* [Work task 1]: List every use of wearable electronic sensors that the passage on wearable sensors says already exists.
* [Work task 2]: According to the passage on wearable sensors, how small a change in tumor size can the new sensor detect?
* [Work task 3]:
Decide whether each statement agrees with the passage on wearable sensors. Answer yes or no for each, and quote the words of the passage that decide it.
(a) The device sends its measurements to a smartphone app.
(b) The sensor runs on a battery.
(c) The researchers detected differences between drug-treated and placebo-treated tumors within five days.

* [Selected passage]:
------------------------------------------------------------------------
Wearable electronic sensors hold tremendous promise for improving human health and wellness. That promise already runs the gamut from real-time monitoring of blood pressure and abnormal heart rhythms to measuring alcohol consumption and even administering vaccines.

Now a new study published in the journal Science Advances [1] demonstrates the promise of wearables also extends to the laboratory. A team of engineers has developed a flexible, adhesive strip that, at first glance, looks like a Band-Aid. But this “bandage” actually contains an ultra-sensitive, battery-operated sensor that’s activated when placed on the skin of mouse models used to study possible new cancer drugs.

This sensor is so sensitive that it can detect, in real time, changes in the size of a tumor down to one-hundredth of a millimeter. That’s about the thickness of the plastic cling wrap you likely have in your kitchen! The device beams those measures to a smartphone app, capturing changes in tumor growth minute by minute over time.

The goal is to determine much sooner—and with greater automation and precision—which potential drug candidates undergoing early testing in the lab best inhibit tumor growth and, consequently, should be studied further. In their studies in mouse models of cancer, researchers found the new sensor could detect differences between tumors treated with an active drug and those treated with a placebo within five hours. Those quick results also were validated using more traditional methods to confirm their accuracy.
------------------------------------------------------------------------
* [Dataset section]:
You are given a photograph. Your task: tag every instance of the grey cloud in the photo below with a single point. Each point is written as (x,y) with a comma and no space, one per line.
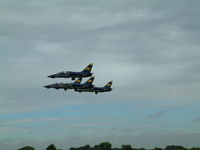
------------------------------------------------------------------------
* [Expected output 1]:
Real-time monitoring of blood pressure
Real-time monitoring of abnormal heart rhythms
Measuring alcohol consumption
Administering vaccines

* [Expected output 2]: Changes down to one-hundredth of a millimeter.

* [Expected output 3]:
(a) Yes: "The device beams those measures to a smartphone app"
(b) Yes: "an ultra-sensitive, battery-operated sensor"
(c) No: "within five hours"